Prompt:
What is the number of lines in the records that contain "segment"? Give only that number.

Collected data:

====

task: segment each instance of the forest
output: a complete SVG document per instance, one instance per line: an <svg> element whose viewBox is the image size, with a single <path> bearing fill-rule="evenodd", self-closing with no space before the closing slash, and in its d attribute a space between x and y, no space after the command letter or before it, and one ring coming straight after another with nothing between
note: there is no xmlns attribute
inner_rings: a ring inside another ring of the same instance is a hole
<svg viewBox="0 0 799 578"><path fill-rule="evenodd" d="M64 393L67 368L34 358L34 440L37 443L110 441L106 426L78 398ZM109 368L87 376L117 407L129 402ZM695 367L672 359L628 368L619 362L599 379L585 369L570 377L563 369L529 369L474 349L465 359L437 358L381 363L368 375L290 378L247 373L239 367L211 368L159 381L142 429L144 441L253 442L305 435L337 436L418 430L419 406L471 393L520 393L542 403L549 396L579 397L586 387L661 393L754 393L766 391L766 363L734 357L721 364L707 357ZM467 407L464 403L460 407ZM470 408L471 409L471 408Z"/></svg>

====

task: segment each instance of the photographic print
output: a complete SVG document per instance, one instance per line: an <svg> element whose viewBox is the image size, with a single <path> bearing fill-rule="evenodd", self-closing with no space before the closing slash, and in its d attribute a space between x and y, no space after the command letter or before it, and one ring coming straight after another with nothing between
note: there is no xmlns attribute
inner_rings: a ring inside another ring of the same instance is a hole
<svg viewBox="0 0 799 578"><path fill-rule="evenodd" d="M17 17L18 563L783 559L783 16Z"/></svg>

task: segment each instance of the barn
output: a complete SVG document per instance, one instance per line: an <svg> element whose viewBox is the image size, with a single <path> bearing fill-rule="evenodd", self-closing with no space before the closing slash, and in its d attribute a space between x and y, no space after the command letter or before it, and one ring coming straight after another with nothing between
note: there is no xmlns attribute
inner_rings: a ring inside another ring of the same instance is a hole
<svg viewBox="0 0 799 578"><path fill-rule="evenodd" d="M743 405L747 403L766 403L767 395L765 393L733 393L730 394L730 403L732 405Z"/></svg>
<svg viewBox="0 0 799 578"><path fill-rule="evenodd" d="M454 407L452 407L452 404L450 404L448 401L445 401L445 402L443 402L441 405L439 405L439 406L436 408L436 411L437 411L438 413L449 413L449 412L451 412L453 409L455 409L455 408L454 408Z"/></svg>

====

Answer for the task:
3